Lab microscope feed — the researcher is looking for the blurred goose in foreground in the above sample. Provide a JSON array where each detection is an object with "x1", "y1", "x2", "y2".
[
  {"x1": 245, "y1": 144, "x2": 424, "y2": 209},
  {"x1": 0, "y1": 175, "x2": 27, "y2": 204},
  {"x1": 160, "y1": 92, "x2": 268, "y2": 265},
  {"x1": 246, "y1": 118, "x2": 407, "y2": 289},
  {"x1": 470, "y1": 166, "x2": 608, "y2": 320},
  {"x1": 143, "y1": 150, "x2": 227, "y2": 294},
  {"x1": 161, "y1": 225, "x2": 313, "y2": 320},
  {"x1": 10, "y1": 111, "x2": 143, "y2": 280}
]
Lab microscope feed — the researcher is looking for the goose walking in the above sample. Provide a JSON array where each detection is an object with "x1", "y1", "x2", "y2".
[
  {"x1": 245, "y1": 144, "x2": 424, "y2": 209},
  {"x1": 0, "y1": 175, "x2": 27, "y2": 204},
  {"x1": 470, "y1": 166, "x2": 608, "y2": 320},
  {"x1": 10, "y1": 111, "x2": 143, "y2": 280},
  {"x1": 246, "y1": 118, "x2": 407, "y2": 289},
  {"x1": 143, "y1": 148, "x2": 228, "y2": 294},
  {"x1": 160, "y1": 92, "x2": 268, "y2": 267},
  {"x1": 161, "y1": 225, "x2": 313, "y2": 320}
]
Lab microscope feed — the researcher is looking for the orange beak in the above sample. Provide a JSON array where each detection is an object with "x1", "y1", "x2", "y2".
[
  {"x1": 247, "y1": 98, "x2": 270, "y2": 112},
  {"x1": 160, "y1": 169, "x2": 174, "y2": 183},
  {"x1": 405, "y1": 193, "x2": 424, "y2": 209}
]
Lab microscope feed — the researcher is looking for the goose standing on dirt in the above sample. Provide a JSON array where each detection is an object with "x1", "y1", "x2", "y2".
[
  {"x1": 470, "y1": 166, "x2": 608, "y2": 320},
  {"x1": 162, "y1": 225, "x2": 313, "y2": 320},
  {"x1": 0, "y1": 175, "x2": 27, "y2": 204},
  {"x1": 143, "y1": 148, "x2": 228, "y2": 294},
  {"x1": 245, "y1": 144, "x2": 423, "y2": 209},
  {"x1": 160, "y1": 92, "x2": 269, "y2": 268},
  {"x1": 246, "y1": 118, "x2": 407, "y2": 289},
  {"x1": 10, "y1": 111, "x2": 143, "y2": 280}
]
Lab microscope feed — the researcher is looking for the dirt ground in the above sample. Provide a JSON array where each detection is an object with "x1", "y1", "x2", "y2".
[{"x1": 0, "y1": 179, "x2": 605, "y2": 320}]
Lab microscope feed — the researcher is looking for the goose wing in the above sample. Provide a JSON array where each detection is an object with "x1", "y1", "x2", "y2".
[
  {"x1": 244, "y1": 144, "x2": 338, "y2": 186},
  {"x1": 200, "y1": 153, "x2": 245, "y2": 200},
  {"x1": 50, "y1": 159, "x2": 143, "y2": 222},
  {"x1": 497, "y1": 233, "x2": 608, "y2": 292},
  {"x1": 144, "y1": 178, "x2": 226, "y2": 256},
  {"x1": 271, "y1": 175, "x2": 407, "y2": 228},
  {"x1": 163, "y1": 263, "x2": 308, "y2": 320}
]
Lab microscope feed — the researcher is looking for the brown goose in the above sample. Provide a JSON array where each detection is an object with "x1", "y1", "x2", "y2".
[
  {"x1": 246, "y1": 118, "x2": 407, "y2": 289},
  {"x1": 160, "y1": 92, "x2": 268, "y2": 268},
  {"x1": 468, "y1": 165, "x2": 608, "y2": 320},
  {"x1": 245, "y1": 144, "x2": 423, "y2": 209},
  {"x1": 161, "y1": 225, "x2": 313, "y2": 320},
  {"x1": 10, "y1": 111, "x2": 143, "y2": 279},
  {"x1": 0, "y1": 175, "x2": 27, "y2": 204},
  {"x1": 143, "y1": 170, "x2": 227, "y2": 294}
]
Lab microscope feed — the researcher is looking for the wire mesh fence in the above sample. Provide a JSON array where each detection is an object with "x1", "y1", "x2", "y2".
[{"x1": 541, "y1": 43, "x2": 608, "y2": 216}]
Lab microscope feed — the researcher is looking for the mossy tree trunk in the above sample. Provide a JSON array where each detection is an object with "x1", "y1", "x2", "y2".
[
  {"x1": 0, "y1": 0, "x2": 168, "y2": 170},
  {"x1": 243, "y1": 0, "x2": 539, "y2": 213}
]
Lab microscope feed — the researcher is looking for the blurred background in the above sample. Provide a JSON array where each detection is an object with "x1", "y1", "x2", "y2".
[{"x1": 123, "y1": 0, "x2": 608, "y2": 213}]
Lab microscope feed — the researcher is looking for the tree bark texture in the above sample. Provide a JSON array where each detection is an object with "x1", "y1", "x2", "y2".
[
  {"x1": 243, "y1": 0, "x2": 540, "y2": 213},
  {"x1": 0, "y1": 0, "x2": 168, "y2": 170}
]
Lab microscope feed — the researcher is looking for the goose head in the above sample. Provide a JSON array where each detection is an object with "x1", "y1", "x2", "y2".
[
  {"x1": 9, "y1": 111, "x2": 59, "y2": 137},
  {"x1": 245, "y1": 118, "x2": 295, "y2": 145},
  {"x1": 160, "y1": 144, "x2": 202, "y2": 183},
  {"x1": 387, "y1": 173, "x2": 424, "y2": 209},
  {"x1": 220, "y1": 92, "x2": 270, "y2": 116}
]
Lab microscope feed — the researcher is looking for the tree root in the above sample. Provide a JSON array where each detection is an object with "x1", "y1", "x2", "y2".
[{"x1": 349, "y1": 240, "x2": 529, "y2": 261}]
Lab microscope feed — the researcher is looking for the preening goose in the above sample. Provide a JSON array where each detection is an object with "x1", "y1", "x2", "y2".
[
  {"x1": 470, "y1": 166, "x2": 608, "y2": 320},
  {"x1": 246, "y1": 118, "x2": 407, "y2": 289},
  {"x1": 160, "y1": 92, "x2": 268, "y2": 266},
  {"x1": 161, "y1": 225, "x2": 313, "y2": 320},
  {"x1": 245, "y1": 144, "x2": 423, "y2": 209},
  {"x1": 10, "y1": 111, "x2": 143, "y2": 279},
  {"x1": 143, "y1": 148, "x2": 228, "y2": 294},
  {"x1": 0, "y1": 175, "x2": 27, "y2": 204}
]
++++++++
◆ Work required
Format all of the data above as a Markdown table with two columns, Number and Entry. Number the rows in order, put one line in each Entry, and omit any blank lines.

◆ Reply to the task
| Number | Entry |
|---|---|
| 1 | Lab microscope feed — the researcher is looking for the blurred goose in foreground in the above sample. Provide a JSON array where each detection is an object with "x1", "y1", "x2", "y2". |
| 2 | [ |
| 3 |   {"x1": 245, "y1": 144, "x2": 424, "y2": 209}, |
| 4 |   {"x1": 0, "y1": 175, "x2": 27, "y2": 204}, |
| 5 |   {"x1": 160, "y1": 92, "x2": 268, "y2": 265}, |
| 6 |   {"x1": 246, "y1": 118, "x2": 407, "y2": 289}, |
| 7 |   {"x1": 470, "y1": 166, "x2": 608, "y2": 320}, |
| 8 |   {"x1": 143, "y1": 150, "x2": 227, "y2": 294}, |
| 9 |   {"x1": 161, "y1": 225, "x2": 313, "y2": 320}, |
| 10 |   {"x1": 10, "y1": 111, "x2": 143, "y2": 280} |
| 11 | ] |
| 12 | Lab microscope feed — the researcher is looking for the goose walking in the above sample. Provide a JSON array where each detection is an object with "x1", "y1", "x2", "y2". |
| 13 | [ |
| 14 |   {"x1": 245, "y1": 144, "x2": 424, "y2": 209}, |
| 15 |   {"x1": 0, "y1": 175, "x2": 27, "y2": 204}, |
| 16 |   {"x1": 470, "y1": 166, "x2": 608, "y2": 320}, |
| 17 |   {"x1": 10, "y1": 111, "x2": 143, "y2": 280}, |
| 18 |   {"x1": 246, "y1": 118, "x2": 407, "y2": 289}, |
| 19 |   {"x1": 143, "y1": 148, "x2": 228, "y2": 294}, |
| 20 |   {"x1": 160, "y1": 92, "x2": 268, "y2": 267}, |
| 21 |   {"x1": 161, "y1": 225, "x2": 313, "y2": 320} |
| 22 | ] |
| 23 | Lab microscope feed — the researcher is looking for the orange beak in the above sample. Provide a JSON array where each detection is an object with "x1", "y1", "x2", "y2". |
| 24 | [ |
| 25 |   {"x1": 247, "y1": 98, "x2": 270, "y2": 112}, |
| 26 |   {"x1": 160, "y1": 169, "x2": 174, "y2": 183}, |
| 27 |   {"x1": 405, "y1": 193, "x2": 424, "y2": 209} |
| 28 | ] |
| 29 | Lab microscope feed — the researcher is looking for the goose standing on dirt in the above sample. Provide a JSON array where each detection is an object with "x1", "y1", "x2", "y2". |
| 30 | [ |
| 31 |   {"x1": 470, "y1": 166, "x2": 608, "y2": 320}, |
| 32 |   {"x1": 162, "y1": 225, "x2": 313, "y2": 320}, |
| 33 |   {"x1": 0, "y1": 175, "x2": 27, "y2": 204}, |
| 34 |   {"x1": 143, "y1": 148, "x2": 228, "y2": 294}, |
| 35 |   {"x1": 245, "y1": 144, "x2": 423, "y2": 209}, |
| 36 |   {"x1": 160, "y1": 92, "x2": 269, "y2": 268}, |
| 37 |   {"x1": 246, "y1": 118, "x2": 407, "y2": 289}, |
| 38 |   {"x1": 10, "y1": 111, "x2": 143, "y2": 280} |
| 39 | ] |
| 40 | Lab microscope feed — the researcher is looking for the dirt ground in the above sample. Provide a JSON array where each detection is an object with "x1", "y1", "x2", "y2". |
| 41 | [{"x1": 0, "y1": 179, "x2": 605, "y2": 320}] |
| 42 | Lab microscope feed — the researcher is looking for the goose wing in the above sample. Provide a JSON array where each detection is an object with "x1", "y1", "x2", "y2". |
| 43 | [ |
| 44 |   {"x1": 244, "y1": 144, "x2": 338, "y2": 186}, |
| 45 |   {"x1": 200, "y1": 153, "x2": 245, "y2": 200}, |
| 46 |   {"x1": 50, "y1": 159, "x2": 143, "y2": 222}, |
| 47 |   {"x1": 497, "y1": 233, "x2": 608, "y2": 292}, |
| 48 |   {"x1": 144, "y1": 178, "x2": 226, "y2": 256}, |
| 49 |   {"x1": 271, "y1": 175, "x2": 407, "y2": 228}, |
| 50 |   {"x1": 163, "y1": 263, "x2": 308, "y2": 320} |
| 51 | ] |
| 52 | Lab microscope feed — the researcher is looking for the brown goose in the above sample. Provide a JSON array where each detection is an object with "x1", "y1", "x2", "y2". |
| 53 | [ |
| 54 |   {"x1": 246, "y1": 118, "x2": 407, "y2": 289}, |
| 55 |   {"x1": 160, "y1": 92, "x2": 268, "y2": 268}, |
| 56 |   {"x1": 468, "y1": 165, "x2": 608, "y2": 320}, |
| 57 |   {"x1": 245, "y1": 144, "x2": 423, "y2": 209}, |
| 58 |   {"x1": 161, "y1": 225, "x2": 313, "y2": 320}, |
| 59 |   {"x1": 10, "y1": 111, "x2": 143, "y2": 279}, |
| 60 |   {"x1": 0, "y1": 175, "x2": 27, "y2": 204}, |
| 61 |   {"x1": 143, "y1": 170, "x2": 227, "y2": 294} |
| 62 | ] |
| 63 | Lab microscope feed — the researcher is looking for the wire mesh fence in the above sample. Provide a JSON array where each detection is an object with "x1", "y1", "x2", "y2". |
| 64 | [{"x1": 541, "y1": 43, "x2": 608, "y2": 216}] |
| 65 | Lab microscope feed — the researcher is looking for the mossy tree trunk in the above sample. Provide a JSON array where each detection is an object with "x1", "y1", "x2", "y2". |
| 66 | [ |
| 67 |   {"x1": 0, "y1": 0, "x2": 168, "y2": 170}, |
| 68 |   {"x1": 243, "y1": 0, "x2": 539, "y2": 213} |
| 69 | ] |
| 70 | Lab microscope feed — the researcher is looking for the blurred background in the above sample. Provide a JSON array where each detection is an object with "x1", "y1", "x2", "y2". |
| 71 | [{"x1": 123, "y1": 0, "x2": 608, "y2": 213}] |
| 72 | Lab microscope feed — the researcher is looking for the tree bark texture in the above sample. Provide a JSON array where each detection is an object with "x1", "y1", "x2", "y2". |
| 73 | [ |
| 74 |   {"x1": 243, "y1": 0, "x2": 540, "y2": 213}, |
| 75 |   {"x1": 0, "y1": 0, "x2": 168, "y2": 170} |
| 76 | ] |
| 77 | Lab microscope feed — the researcher is looking for the goose head in the above sample. Provide a JSON array where each detection is an object with "x1", "y1", "x2", "y2". |
| 78 | [ |
| 79 |   {"x1": 9, "y1": 111, "x2": 59, "y2": 137}, |
| 80 |   {"x1": 245, "y1": 118, "x2": 295, "y2": 145}, |
| 81 |   {"x1": 160, "y1": 144, "x2": 202, "y2": 183}, |
| 82 |   {"x1": 387, "y1": 173, "x2": 424, "y2": 209}, |
| 83 |   {"x1": 220, "y1": 92, "x2": 270, "y2": 116} |
| 84 | ] |
| 85 | Lab microscope feed — the researcher is looking for the tree root in the above sample. Provide a JSON array where each detection is an object with "x1", "y1", "x2", "y2". |
| 86 | [{"x1": 349, "y1": 240, "x2": 529, "y2": 261}] |
| 87 | Lab microscope feed — the researcher is looking for the preening goose in the above sample. Provide a JSON array where each detection is an object with "x1", "y1", "x2", "y2". |
| 88 | [ |
| 89 |   {"x1": 470, "y1": 166, "x2": 608, "y2": 320}, |
| 90 |   {"x1": 246, "y1": 118, "x2": 407, "y2": 289}, |
| 91 |   {"x1": 160, "y1": 92, "x2": 268, "y2": 266}, |
| 92 |   {"x1": 161, "y1": 225, "x2": 313, "y2": 320}, |
| 93 |   {"x1": 245, "y1": 144, "x2": 423, "y2": 209}, |
| 94 |   {"x1": 10, "y1": 111, "x2": 143, "y2": 279}, |
| 95 |   {"x1": 143, "y1": 148, "x2": 228, "y2": 294}, |
| 96 |   {"x1": 0, "y1": 175, "x2": 27, "y2": 204} |
| 97 | ] |